++++ Source text

Co-authored by Llewellyn Boggs and Robert T. Muller, Ph.D.
Although acceptance is growing, people in the transgender community are still heavily discriminated against. Riley De Aquino (he/him), 23, first came out in September 2015 as bisexual and later as transgender in February 2019. Riley grew up in a Catholic community and wasn’t exposed to any information about being bisexual, let alone being transgender, “I didn’t have the words to describe how I felt. I was able to come to terms with it because of social media and seeing people who felt the same as I did and finally realized my feelings are valid. Therapy led me to realize that I needed to start pursuing this, so I started telling my closest friends.”
After about a month and a half, he told his parents and slowly started physically transitioning. Riley explains how the challenges that came with his physical transition from female to male such as changing his name, finding the right information, getting on hormones, and dealing with doctors were relatively easy compared to socially transitioning. Social transitioning is difficult, particularly with family. With Riley, it has been two years since coming out, and to this day, his family still misgenders him and deadnames him, which leads to a tenuous relationship between himself and his family.

++++++++
++++ Supplied data

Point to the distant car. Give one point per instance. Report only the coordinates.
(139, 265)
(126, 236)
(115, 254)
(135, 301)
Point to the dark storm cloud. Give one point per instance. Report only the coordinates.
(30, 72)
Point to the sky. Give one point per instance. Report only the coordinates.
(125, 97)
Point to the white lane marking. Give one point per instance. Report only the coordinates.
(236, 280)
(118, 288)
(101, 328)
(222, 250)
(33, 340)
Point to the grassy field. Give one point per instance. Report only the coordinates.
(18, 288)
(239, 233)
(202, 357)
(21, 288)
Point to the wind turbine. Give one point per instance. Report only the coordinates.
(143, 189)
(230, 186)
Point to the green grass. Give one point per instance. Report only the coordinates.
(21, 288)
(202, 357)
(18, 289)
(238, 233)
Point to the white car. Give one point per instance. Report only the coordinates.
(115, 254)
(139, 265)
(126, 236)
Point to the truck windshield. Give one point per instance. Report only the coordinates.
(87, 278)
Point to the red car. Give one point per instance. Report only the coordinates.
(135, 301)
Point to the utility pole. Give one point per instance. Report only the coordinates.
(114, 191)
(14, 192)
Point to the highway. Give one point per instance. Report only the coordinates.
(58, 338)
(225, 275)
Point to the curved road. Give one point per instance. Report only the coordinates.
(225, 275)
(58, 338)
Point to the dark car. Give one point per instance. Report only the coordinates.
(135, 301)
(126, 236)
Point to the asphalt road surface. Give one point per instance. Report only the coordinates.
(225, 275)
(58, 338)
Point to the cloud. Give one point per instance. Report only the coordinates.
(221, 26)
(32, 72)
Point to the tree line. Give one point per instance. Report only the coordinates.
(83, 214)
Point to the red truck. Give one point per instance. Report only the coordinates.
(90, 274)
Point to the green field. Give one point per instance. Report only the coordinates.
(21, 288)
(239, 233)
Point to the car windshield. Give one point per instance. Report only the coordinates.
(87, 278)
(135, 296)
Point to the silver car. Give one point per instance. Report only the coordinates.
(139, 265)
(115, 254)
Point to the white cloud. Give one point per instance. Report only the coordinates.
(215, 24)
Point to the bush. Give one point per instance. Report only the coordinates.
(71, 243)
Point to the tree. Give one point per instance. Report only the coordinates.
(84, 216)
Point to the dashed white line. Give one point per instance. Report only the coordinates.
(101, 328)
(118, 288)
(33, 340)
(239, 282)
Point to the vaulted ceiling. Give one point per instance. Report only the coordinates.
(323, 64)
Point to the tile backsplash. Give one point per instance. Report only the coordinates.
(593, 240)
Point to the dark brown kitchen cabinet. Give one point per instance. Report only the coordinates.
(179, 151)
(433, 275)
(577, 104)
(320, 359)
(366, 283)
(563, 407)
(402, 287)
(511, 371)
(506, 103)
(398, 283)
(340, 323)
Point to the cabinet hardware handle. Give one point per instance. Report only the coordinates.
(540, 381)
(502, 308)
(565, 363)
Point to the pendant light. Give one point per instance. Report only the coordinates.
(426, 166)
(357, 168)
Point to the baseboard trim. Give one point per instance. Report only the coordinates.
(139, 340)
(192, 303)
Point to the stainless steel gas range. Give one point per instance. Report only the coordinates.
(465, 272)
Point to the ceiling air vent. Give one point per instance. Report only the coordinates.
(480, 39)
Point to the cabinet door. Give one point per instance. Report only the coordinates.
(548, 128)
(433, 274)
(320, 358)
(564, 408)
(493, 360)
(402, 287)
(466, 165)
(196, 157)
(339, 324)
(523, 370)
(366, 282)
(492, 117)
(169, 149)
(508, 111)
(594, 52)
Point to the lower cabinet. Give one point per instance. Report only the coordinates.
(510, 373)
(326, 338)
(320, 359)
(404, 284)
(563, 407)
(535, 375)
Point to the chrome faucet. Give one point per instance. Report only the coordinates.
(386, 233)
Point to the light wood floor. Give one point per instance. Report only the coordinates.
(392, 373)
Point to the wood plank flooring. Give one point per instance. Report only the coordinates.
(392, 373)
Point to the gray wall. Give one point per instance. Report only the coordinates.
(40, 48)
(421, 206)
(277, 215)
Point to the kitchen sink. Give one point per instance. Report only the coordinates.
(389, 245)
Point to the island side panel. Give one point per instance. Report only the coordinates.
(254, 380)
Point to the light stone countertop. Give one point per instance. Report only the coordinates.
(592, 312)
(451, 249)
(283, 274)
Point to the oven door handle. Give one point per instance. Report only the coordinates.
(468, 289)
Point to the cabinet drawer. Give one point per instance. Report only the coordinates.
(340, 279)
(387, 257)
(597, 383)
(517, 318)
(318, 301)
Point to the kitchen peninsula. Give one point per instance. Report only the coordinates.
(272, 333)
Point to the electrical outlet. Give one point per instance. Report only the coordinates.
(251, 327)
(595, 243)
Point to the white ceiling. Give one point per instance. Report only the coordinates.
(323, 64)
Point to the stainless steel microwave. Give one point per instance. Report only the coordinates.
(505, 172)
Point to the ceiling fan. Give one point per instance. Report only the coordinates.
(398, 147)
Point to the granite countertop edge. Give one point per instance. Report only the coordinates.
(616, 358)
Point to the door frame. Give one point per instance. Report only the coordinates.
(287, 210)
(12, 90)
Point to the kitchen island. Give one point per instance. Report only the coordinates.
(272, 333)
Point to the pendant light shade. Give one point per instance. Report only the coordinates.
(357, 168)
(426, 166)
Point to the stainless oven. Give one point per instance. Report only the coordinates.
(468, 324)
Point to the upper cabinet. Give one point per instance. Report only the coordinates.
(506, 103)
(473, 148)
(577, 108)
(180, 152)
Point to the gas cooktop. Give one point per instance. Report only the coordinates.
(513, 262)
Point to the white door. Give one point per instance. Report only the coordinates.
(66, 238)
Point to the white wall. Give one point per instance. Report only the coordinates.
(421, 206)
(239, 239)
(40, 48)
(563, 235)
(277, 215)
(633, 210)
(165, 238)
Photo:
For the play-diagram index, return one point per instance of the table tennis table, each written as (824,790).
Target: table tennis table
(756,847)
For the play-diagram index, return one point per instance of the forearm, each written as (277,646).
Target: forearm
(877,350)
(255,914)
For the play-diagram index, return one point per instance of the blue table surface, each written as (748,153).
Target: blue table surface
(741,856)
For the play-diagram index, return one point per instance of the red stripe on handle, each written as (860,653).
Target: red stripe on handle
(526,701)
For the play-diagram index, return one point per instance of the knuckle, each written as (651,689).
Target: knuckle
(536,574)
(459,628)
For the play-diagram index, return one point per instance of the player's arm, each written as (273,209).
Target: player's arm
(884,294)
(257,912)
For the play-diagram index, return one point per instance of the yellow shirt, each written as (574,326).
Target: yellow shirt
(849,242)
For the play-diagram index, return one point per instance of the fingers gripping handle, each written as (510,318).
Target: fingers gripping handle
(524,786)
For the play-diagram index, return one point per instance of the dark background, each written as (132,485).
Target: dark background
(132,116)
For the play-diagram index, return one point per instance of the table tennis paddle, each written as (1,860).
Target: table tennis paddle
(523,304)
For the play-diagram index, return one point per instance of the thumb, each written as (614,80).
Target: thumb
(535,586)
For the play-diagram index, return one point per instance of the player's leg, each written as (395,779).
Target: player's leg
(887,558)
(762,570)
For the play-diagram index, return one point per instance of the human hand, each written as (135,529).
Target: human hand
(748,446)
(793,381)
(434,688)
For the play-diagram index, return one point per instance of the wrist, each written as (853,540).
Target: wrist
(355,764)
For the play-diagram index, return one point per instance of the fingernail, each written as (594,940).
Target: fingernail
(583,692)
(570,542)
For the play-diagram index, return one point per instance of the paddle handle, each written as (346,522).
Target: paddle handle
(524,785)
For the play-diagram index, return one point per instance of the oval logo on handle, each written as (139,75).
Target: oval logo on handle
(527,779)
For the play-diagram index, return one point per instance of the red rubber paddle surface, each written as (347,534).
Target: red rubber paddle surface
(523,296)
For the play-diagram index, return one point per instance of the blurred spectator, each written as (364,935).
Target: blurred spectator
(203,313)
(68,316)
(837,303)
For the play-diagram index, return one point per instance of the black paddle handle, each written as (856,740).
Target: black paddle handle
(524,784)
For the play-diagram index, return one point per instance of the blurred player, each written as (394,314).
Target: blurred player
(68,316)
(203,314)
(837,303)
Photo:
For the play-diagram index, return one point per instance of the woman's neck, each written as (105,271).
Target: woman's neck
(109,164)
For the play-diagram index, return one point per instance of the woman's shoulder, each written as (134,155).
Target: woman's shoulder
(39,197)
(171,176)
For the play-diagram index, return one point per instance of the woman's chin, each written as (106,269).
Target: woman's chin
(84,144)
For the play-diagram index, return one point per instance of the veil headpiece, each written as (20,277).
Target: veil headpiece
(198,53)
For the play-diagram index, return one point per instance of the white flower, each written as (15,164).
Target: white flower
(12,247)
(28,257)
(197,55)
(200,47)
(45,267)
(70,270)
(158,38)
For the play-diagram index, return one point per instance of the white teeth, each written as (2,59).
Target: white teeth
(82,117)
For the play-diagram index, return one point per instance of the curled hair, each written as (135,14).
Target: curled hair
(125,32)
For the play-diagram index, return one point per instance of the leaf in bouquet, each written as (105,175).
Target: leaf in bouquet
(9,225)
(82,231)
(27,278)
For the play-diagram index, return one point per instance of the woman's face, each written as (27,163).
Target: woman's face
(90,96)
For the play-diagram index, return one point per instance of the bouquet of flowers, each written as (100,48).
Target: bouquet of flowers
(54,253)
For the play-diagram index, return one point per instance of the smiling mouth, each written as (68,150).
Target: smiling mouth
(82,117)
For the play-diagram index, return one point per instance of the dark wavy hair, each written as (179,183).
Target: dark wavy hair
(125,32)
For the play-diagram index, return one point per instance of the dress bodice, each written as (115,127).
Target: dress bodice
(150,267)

++++++++

Brief 1: In the passage about Riley De Aquino, when did Riley first come out as bisexual?
Brief 2: Summarize the passage about Riley De Aquino in two sentences.
Brief 3: From the passage about Riley De Aquino, set down word for word the part running from "After about a" to "and his family.".
Rely only on the passage about Riley De Aquino.

Task response 1: September 2015.

Task response 2: Riley De Aquino grew up in a Catholic community without information about being bisexual or transgender, and social media and therapy helped him accept his feelings and come out, as bisexual in 2015 and as transgender in 2019. He found his physical transition relatively easy compared with socially transitioning, since two years after coming out his family still misgenders and deadnames him, leaving their relationship tenuous.

Task response 3:
After about a month and a half, he told his parents and slowly started physically transitioning. Riley explains how the challenges that came with his physical transition from female to male such as changing his name, finding the right information, getting on hormones, and dealing with doctors were relatively easy compared to socially transitioning. Social transitioning is difficult, particularly with family. With Riley, it has been two years since coming out, and to this day, his family still misgenders him and deadnames him, which leads to a tenuous relationship between himself and his family.